-- How to complete this task --
Give back only the line containing "cell tower -> point" and every line after it through the end of the data below, transcribed exactly.
(Beginning of Study material)
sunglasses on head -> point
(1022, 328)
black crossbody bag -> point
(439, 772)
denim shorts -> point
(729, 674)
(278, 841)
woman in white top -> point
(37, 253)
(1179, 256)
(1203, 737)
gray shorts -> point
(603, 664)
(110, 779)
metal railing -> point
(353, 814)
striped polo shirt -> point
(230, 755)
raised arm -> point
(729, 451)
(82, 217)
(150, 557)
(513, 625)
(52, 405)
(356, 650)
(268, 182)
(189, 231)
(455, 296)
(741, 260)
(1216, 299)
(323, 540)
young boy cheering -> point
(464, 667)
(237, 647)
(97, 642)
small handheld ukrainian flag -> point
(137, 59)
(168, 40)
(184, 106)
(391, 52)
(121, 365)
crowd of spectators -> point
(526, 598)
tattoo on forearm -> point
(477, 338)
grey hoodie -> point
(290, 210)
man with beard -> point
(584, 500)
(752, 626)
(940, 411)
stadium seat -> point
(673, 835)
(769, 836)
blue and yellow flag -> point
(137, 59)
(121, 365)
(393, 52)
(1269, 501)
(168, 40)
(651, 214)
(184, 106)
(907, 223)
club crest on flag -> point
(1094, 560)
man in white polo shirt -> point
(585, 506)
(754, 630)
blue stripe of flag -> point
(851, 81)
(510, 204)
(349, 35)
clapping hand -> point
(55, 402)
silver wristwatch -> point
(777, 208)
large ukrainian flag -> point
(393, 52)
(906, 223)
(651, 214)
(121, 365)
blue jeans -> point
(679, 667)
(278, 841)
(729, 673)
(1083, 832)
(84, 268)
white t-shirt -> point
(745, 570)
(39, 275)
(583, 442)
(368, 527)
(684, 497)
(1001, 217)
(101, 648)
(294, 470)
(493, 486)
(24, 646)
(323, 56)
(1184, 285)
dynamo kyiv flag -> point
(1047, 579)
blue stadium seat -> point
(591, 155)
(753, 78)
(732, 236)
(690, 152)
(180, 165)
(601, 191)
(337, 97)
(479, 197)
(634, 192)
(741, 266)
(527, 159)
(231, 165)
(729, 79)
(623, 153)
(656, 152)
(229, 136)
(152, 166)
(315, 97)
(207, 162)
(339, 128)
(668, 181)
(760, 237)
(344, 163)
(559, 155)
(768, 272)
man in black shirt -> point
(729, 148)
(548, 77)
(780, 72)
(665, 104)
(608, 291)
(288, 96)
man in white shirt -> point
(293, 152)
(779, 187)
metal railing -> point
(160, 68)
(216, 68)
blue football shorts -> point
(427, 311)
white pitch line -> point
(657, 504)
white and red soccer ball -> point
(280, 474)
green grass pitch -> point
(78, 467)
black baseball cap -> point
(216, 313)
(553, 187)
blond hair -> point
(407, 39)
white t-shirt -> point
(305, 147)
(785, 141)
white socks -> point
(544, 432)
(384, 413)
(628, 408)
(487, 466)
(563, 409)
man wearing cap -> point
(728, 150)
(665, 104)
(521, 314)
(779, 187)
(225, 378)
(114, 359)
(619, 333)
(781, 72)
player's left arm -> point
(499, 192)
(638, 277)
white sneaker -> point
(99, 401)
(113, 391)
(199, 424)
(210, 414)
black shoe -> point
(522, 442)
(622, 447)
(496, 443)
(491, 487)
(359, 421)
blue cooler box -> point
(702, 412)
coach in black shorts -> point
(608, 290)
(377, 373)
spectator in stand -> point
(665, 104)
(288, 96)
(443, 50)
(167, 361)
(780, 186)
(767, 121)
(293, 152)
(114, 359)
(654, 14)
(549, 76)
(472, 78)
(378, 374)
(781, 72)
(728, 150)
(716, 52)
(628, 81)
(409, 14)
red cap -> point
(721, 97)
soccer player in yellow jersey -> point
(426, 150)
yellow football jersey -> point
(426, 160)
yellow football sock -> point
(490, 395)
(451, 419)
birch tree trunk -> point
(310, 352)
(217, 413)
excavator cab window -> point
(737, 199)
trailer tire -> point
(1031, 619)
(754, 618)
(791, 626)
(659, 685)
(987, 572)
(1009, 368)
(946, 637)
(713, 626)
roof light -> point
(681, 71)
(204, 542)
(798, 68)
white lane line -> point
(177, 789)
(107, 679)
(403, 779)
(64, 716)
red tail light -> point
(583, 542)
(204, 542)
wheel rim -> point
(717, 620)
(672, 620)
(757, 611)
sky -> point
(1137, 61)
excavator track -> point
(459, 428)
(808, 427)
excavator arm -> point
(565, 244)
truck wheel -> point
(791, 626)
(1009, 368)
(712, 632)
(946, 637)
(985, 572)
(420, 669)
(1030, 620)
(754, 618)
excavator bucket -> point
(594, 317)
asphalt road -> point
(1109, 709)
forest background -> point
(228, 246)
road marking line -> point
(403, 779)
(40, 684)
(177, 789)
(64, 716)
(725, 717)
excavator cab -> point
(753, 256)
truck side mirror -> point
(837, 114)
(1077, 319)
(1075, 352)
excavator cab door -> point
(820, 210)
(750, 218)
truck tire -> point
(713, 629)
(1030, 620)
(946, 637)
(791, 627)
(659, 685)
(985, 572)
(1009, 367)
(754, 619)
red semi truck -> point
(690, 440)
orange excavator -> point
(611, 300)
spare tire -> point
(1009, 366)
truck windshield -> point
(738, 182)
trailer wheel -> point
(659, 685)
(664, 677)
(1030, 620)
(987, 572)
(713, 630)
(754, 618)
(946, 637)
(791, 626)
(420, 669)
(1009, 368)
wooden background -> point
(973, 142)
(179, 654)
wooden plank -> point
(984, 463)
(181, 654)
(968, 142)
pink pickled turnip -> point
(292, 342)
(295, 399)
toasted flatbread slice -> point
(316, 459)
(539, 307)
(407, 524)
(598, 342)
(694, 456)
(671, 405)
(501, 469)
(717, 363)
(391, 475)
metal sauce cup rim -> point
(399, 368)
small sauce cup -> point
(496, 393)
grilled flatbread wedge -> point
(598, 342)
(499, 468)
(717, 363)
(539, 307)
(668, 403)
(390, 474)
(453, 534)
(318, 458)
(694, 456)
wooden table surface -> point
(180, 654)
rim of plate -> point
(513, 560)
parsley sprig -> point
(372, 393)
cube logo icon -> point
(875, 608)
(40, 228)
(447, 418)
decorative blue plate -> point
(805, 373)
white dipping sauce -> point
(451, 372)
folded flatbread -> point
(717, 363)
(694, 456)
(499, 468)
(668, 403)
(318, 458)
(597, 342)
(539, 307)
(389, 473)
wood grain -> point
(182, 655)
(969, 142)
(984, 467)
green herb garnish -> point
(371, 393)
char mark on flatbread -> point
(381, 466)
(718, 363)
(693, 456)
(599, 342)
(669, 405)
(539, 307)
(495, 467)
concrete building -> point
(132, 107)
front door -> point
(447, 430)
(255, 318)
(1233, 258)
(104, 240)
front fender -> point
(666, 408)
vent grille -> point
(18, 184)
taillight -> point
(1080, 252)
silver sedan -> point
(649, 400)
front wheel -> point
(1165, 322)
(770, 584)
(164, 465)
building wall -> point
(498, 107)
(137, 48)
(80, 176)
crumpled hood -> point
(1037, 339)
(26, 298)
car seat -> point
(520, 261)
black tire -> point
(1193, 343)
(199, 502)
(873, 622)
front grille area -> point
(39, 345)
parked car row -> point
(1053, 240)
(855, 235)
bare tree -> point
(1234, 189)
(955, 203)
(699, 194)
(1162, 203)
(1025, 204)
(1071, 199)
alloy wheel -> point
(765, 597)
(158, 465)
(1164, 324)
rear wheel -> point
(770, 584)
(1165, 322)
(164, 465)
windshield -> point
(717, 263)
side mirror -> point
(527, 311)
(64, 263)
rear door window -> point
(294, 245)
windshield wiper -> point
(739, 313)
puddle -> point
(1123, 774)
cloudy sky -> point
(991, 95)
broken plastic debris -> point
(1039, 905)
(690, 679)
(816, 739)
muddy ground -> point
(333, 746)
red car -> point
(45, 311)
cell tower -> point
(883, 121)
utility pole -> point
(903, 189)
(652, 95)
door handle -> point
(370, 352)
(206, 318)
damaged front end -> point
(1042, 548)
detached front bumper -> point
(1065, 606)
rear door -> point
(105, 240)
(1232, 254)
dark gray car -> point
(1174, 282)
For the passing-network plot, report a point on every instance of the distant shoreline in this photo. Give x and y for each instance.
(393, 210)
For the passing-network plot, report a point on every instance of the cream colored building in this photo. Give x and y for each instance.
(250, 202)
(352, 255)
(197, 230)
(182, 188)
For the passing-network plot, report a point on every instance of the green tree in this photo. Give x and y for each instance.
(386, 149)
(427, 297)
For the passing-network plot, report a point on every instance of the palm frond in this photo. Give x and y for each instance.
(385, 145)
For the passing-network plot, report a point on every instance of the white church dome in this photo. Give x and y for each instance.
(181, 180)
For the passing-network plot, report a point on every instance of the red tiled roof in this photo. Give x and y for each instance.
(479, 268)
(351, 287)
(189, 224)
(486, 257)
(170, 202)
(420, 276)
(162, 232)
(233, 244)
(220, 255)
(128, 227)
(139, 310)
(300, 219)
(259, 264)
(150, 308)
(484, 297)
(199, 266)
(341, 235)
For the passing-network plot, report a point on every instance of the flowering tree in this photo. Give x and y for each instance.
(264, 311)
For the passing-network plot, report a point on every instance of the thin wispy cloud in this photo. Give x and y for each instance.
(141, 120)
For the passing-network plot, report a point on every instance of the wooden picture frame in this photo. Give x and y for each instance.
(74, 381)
(End of Study material)
-- Answer area --
cell tower -> point
(883, 121)
utility pole -> point
(903, 189)
(652, 95)
door handle -> point
(370, 352)
(206, 318)
damaged front end -> point
(1042, 548)
detached front bumper -> point
(1065, 606)
rear door -> point
(105, 240)
(1232, 254)
dark gray car -> point
(1174, 282)
For the passing-network plot, report a point on every instance of the distant shoreline in this photo. Give x and y for each instance.
(393, 210)
For the passing-network plot, report a point on every instance of the cream colored building in this photo. Give x and y for each instance.
(250, 202)
(352, 255)
(197, 230)
(182, 188)
For the passing-network plot, report a point on every instance of the green tree in this photo. Give x and y for each instance.
(386, 149)
(427, 297)
For the passing-network plot, report a point on every instance of the palm frond in this photo. Give x and y for each instance.
(385, 145)
For the passing-network plot, report a point on every instance of the white church dome in this photo. Give x and y for each instance.
(181, 180)
For the passing-network plot, report a point on every instance of the red tiled roof in this photo. Give x and y for each instance.
(479, 268)
(351, 287)
(189, 224)
(486, 257)
(170, 202)
(420, 276)
(162, 232)
(233, 244)
(220, 255)
(128, 227)
(139, 310)
(300, 219)
(259, 264)
(150, 308)
(484, 297)
(199, 266)
(341, 235)
For the passing-network plot, report a point on every instance of the flowering tree in this photo. Give x and y for each instance.
(264, 311)
For the passing-network plot, report a point on every instance of the thin wispy cloud in this photo. Give x and y for each instance.
(141, 120)
For the passing-network plot, report a point on every instance of the wooden picture frame in this photo. Give x and y for each instance.
(74, 381)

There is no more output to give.